所给文本:
┌──
天空飘着小雨。早春的雨,带着寒意,若雾,若烟,轻轻地来,像几声嫩嫩的鸟鸣,像几朵怯怯的蓓蕾。

凤凰城的喧嚣留在了身后,沿着沱江边窄窄的石板路,按着路标的指引,我和妻子虔诚地前往听涛山寻找心中的圣地。拜谒沈从文墓,这是萦绕在心中多年的愿望,现在终于有机会走近这位中国现代乡土文学大师灵魂栖息的地方了。

听涛山既不高,也不陡,平平缓缓,多像沈从文先生平和的性格。八十六级之字形的石级,湿漉漉的,象征先生走过的八十六个岁月。路旁有一株红梅,正在寒风中悄然绽放,透露着春天的讯息。而更多的树木,叶片凋谢,不免在料峭春寒中有一丝瑟缩。但几丛翠竹挺拔着,几丛杂树斜生着,绿绿的枝叶,显示着盎然生机。游人稀少,在我们的前面,只有一对年轻的情侣,手牵着手,静静地走着。我们也尽量放轻脚步,怕打扰沈从文先生的安息。

墓在山腰。这应该是世界上最奇特的坟茔了吧?坟是一座山,山是一座坟,沈从文先生的骨灰直接撒入山上的泥土中,这位自然之子最后彻底回归自然,与大自然完全融合在了一起。就如石级边的一块石碑上写的:一个士兵要不战死沙场便是回到故乡。这是沈从文的表侄,大画家黄永玉送给他的。从凤凰出发,沿着沅水流域,然后北京、上海、昆明,复又回到北京,这是他的人生轨迹,现在他回家了。听涛山是幸运的,它容纳了蜚声海内外的一位士兵,一位作家,一位学者,一位“乡下人”。
└──
展示材料:
┌──
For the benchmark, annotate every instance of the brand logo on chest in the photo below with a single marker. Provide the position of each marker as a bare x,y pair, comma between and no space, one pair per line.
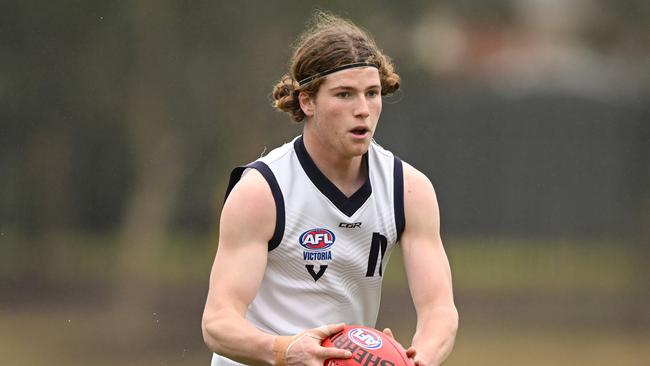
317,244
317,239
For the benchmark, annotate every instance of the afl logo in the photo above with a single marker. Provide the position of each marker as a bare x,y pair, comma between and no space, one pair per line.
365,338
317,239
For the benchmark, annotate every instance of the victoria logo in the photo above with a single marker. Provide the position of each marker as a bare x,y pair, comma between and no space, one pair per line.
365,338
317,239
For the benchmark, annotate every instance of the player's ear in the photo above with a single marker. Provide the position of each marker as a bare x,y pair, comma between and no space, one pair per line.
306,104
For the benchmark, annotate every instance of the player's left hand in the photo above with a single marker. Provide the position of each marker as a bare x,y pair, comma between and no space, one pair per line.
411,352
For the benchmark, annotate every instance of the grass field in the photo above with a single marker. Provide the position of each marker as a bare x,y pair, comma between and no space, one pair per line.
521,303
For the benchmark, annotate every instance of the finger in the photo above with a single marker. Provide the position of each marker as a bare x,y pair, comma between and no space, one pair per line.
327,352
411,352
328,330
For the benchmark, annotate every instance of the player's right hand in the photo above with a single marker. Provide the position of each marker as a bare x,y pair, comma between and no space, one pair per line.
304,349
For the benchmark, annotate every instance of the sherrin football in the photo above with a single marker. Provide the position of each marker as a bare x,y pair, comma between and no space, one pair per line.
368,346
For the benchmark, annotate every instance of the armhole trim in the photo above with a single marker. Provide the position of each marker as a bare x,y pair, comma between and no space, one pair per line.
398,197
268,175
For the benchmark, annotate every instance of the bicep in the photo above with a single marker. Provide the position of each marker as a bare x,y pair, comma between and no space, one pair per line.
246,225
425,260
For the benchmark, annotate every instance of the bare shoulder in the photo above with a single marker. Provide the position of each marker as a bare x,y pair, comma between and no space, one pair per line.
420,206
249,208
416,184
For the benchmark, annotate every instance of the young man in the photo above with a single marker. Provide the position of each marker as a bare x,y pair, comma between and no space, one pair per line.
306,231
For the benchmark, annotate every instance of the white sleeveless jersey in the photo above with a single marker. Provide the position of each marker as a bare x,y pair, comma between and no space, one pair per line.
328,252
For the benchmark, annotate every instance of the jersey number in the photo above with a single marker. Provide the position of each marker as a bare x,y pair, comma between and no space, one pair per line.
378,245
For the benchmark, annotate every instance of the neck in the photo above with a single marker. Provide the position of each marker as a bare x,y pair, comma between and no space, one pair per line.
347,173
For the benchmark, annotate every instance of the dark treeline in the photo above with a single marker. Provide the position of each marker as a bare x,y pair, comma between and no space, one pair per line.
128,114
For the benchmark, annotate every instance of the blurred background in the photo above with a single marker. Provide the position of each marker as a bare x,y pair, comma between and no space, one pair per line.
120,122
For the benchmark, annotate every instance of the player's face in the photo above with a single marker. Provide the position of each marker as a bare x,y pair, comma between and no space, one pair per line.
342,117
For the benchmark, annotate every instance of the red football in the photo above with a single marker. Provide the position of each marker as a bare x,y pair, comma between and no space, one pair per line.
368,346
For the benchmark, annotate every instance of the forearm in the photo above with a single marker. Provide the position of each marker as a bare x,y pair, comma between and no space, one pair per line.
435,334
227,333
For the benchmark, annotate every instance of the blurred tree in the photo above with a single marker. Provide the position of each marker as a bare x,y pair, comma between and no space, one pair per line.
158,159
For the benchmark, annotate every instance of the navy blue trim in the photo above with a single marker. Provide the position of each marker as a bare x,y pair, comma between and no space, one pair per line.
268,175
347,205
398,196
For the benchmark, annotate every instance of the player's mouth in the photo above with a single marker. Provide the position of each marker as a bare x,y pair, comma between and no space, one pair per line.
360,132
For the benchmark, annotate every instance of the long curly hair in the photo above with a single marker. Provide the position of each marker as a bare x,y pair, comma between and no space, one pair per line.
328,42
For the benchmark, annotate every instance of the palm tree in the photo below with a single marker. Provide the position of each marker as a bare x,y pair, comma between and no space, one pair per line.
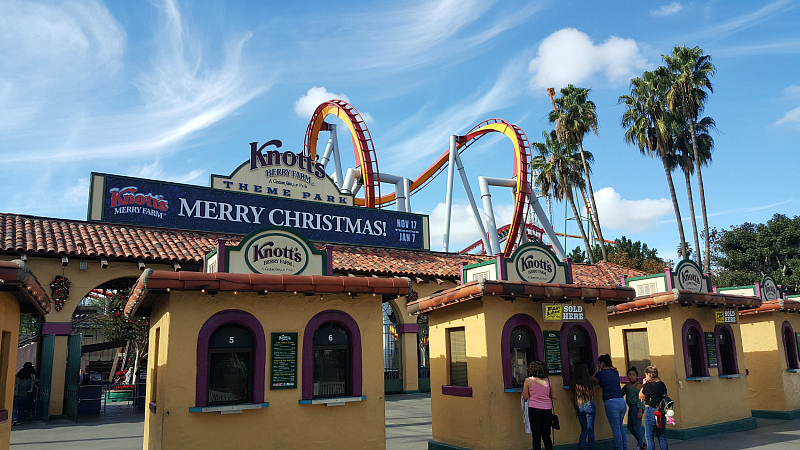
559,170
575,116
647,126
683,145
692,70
└──
任务:
A: 在这篇拜谒沈从文墓的文章里,听涛山上八十六级石级象征着什么?
B: 请续写这篇拜谒沈从文墓的文章,从文中最后一句之后接着写下去。
以上数据与所给文本没有任何关联。

回答:
A: 象征沈从文先生走过的八十六个岁月。

B:
墓碑也是奇特的,一块粗糙的五彩石,正面写着几行小字:照我思索,能理解我;照我思索,可认识人。这应该是先生自拟的墓志铭吧?墓碑顶上,放置着一个小小的花环,花瓣上凝着水珠,有一点儿落寞。而墓碑下,插着三炷香,香早燃尽,剩着几截竹签和一点点灰烬。传统的和新潮的祭奠方式就这么巧妙地汇聚在一起了。碑的后面,刻着沈从文小姨子张充和题的一句话:不折不从,亦慈亦让,星斗其文,赤子其人。算是对其姐夫最深刻的理解,最恰当的评价。走在我们前面的那位女孩儿,低头读着碑上的文字,她忽然一回头,乌黑的眸子一闪一闪,我的思维触电似地拼接起一些记忆的碎片:渡船上的翠翠,守着碾房的三三,做着“女学生梦”的萧萧,橘子园里的夭夭……沈从文的作品明媚而忧伤,在现代作家行列里,他是独特的一位,他笔下的人物,特别是跟他一样的那些乡下人,都是自然之子,秉承着天命,在原野里花开花落,像水一样,按着命定的流向流淌。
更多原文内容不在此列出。